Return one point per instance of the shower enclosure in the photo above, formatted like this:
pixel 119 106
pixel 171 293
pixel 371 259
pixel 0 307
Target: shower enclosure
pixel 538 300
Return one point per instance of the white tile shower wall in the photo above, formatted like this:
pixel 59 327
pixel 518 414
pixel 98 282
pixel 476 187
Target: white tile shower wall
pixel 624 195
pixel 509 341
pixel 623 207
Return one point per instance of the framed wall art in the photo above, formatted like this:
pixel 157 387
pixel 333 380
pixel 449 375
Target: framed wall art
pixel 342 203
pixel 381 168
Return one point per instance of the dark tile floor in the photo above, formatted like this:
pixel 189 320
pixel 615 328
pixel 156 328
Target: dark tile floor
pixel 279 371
* * *
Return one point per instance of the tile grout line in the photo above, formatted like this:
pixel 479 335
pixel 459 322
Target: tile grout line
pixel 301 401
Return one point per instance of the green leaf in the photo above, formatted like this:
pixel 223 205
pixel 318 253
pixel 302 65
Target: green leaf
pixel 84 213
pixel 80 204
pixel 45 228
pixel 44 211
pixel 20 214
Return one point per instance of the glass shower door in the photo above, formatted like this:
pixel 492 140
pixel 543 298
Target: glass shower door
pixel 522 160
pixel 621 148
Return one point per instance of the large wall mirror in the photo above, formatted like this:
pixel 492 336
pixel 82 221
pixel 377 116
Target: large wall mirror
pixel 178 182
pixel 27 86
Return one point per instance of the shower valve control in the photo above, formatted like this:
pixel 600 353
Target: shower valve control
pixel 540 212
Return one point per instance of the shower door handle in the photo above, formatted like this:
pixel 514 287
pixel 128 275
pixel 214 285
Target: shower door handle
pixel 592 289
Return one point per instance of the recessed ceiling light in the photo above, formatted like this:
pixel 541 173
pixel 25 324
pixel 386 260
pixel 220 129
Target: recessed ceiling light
* * *
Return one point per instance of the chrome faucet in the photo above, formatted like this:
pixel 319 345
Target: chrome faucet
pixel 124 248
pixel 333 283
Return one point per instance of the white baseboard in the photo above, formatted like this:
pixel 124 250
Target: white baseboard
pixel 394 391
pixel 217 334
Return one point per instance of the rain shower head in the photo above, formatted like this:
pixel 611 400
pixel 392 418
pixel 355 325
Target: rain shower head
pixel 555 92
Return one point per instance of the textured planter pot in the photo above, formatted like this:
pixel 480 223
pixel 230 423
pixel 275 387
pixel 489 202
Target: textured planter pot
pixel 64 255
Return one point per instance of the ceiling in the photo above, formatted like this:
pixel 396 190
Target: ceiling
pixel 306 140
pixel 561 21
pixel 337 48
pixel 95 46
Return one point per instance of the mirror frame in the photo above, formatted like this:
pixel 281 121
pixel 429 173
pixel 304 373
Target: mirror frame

▸ EXERCISE DESCRIPTION: Return exactly, and only, the lines above starting at the line that contains "Target: white baseboard" and ending at the line that contains "Target: mirror frame".

▸ ANSWER TO THIS TASK:
Target: white baseboard
pixel 394 391
pixel 217 334
Return one point per instance of the rain shower head in the photo above, formatted like this:
pixel 611 400
pixel 392 418
pixel 355 325
Target: rain shower head
pixel 555 92
Return one point per instance of the textured planter pot in the photo above, formatted like this:
pixel 480 223
pixel 230 423
pixel 275 387
pixel 489 202
Target: textured planter pot
pixel 64 255
Return one point per instance of the ceiling in the photo above, formatted like this:
pixel 396 190
Target: ceiling
pixel 306 140
pixel 561 21
pixel 337 48
pixel 95 46
Return one point per instance of the mirror frame in the photo above, formatted like this:
pixel 281 121
pixel 429 173
pixel 304 373
Target: mirror frame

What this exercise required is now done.